[DIRECTION]: Could you quote, exactly as they stand, the lines running from the one with "Exercise. Spot the leather strap" to the final line of the material?

[MATERIAL SHOWN]:
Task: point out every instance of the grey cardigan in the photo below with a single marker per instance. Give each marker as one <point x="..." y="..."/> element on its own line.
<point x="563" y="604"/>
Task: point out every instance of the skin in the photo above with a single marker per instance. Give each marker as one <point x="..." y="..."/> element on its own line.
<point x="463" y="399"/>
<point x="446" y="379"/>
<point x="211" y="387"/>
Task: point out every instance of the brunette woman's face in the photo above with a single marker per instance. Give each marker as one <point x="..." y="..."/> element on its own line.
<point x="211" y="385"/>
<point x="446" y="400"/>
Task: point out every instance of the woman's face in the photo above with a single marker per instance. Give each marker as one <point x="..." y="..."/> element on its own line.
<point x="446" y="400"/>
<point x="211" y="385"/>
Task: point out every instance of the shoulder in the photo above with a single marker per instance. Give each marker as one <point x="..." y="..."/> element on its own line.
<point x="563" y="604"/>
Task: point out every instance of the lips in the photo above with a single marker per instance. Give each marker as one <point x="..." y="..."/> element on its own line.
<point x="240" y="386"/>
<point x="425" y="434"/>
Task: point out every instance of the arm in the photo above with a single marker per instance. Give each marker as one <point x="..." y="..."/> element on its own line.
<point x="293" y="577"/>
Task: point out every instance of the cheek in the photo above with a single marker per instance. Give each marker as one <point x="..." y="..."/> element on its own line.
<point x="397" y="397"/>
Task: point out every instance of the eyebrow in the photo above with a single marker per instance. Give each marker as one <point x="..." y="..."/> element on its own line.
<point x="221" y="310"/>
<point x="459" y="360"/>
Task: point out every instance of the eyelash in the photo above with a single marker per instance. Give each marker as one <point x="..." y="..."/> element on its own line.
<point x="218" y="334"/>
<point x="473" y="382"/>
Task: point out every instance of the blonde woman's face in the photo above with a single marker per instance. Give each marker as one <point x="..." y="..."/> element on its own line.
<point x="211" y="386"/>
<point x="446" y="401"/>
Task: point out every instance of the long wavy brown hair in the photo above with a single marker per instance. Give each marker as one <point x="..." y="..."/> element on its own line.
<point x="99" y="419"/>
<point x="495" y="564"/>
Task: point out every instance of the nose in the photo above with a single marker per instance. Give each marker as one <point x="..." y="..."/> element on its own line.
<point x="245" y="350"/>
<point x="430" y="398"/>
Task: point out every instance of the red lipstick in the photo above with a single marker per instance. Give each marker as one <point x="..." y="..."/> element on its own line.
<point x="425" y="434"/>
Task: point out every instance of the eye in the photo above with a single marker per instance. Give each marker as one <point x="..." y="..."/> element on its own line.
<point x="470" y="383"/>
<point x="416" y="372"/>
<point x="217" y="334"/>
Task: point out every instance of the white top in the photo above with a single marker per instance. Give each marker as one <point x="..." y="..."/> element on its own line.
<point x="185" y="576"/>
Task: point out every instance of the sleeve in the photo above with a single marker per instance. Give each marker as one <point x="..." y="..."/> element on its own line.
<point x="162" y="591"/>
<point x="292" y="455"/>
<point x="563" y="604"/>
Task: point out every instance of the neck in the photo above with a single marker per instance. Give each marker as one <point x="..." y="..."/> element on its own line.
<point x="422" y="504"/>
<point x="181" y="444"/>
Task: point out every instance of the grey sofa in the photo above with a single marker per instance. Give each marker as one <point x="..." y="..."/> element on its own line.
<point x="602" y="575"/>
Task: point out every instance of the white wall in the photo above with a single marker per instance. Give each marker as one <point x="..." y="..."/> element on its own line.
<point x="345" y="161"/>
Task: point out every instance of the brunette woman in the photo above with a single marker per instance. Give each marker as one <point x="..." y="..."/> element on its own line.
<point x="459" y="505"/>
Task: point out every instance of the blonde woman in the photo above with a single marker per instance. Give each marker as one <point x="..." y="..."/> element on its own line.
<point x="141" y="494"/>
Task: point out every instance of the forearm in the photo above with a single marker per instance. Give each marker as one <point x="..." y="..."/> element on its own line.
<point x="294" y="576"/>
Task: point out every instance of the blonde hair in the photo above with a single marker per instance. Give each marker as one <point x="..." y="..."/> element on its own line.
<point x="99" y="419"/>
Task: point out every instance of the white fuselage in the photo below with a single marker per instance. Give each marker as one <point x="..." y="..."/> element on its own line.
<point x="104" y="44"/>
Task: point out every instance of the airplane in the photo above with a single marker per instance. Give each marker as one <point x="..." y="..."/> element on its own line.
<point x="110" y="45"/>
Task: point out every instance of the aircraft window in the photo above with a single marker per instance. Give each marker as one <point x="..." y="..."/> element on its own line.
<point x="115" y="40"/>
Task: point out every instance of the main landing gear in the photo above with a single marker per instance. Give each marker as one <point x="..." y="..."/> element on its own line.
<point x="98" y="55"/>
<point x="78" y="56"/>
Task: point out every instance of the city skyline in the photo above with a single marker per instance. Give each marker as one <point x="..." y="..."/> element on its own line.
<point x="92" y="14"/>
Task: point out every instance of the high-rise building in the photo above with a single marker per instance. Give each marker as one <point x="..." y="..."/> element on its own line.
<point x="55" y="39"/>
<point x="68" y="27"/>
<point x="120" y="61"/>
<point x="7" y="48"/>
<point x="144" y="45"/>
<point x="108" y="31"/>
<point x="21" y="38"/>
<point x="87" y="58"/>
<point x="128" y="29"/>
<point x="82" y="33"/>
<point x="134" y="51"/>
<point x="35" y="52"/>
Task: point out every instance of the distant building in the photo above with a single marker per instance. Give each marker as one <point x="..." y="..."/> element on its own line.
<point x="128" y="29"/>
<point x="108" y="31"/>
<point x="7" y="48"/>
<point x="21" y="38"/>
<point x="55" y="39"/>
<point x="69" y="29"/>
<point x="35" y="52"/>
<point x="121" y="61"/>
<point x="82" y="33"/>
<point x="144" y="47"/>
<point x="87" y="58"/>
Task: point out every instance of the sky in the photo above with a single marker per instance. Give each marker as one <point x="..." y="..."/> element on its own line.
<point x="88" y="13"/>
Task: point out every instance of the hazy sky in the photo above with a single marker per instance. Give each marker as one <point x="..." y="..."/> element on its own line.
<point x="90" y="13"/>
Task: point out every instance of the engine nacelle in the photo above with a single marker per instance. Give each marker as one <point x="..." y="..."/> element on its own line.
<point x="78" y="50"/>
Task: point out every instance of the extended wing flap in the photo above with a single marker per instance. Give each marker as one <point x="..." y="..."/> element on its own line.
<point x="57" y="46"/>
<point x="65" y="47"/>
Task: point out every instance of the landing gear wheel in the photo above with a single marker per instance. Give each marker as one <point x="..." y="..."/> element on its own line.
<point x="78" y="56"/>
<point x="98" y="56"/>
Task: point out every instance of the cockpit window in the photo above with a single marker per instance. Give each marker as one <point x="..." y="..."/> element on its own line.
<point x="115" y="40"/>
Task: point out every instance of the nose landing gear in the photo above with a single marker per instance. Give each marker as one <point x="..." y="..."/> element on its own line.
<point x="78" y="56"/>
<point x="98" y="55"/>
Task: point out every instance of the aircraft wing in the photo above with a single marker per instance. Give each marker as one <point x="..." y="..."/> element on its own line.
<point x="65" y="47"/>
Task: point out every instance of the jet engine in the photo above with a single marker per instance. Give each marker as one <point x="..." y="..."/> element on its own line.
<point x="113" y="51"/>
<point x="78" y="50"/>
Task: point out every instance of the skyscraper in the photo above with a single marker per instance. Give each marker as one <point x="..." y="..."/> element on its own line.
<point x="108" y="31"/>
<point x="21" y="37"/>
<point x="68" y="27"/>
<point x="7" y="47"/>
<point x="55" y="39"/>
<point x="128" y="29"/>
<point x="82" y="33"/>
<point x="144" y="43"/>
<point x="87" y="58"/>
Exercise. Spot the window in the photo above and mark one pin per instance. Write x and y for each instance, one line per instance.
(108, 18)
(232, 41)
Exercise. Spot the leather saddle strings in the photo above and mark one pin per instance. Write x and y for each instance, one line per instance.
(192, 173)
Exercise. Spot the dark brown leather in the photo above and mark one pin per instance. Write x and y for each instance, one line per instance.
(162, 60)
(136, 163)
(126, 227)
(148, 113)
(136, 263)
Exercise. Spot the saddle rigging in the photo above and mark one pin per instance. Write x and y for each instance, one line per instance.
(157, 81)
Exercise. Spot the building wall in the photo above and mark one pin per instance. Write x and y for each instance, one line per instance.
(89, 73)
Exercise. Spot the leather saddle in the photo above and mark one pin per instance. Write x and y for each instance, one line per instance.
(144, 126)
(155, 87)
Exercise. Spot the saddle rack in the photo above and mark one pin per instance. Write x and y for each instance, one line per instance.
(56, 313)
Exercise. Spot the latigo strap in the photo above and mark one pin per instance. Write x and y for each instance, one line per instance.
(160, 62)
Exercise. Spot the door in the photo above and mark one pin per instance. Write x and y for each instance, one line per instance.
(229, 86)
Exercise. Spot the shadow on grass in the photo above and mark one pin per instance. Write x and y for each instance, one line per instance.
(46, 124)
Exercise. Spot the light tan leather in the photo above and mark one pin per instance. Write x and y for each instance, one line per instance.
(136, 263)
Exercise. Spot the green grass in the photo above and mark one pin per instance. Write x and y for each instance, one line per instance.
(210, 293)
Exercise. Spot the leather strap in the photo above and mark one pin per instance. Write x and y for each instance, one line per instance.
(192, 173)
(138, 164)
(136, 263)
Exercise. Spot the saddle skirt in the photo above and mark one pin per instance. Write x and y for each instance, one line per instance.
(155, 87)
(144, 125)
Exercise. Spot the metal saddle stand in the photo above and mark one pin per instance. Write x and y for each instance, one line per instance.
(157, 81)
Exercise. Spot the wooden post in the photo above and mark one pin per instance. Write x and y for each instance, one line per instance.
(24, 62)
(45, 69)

[SOLUTION]:
Exercise. Spot the leather strap in the photo above and mark one pin per instance. Write x and y for each instance, one line per instance.
(192, 173)
(138, 164)
(136, 263)
Exercise. Spot the saddle skirt in the photo above and mark one pin per instance. Write x and y for each instance, one line per instance.
(155, 87)
(144, 125)
Exercise. Spot the metal saddle stand in the photo above and mark one pin per instance. Write x and y for each instance, one line per instance.
(157, 81)
Exercise. Spot the wooden post in the photo above and mark one pin per instance. Write x and y for each instance, one line per instance.
(24, 62)
(45, 69)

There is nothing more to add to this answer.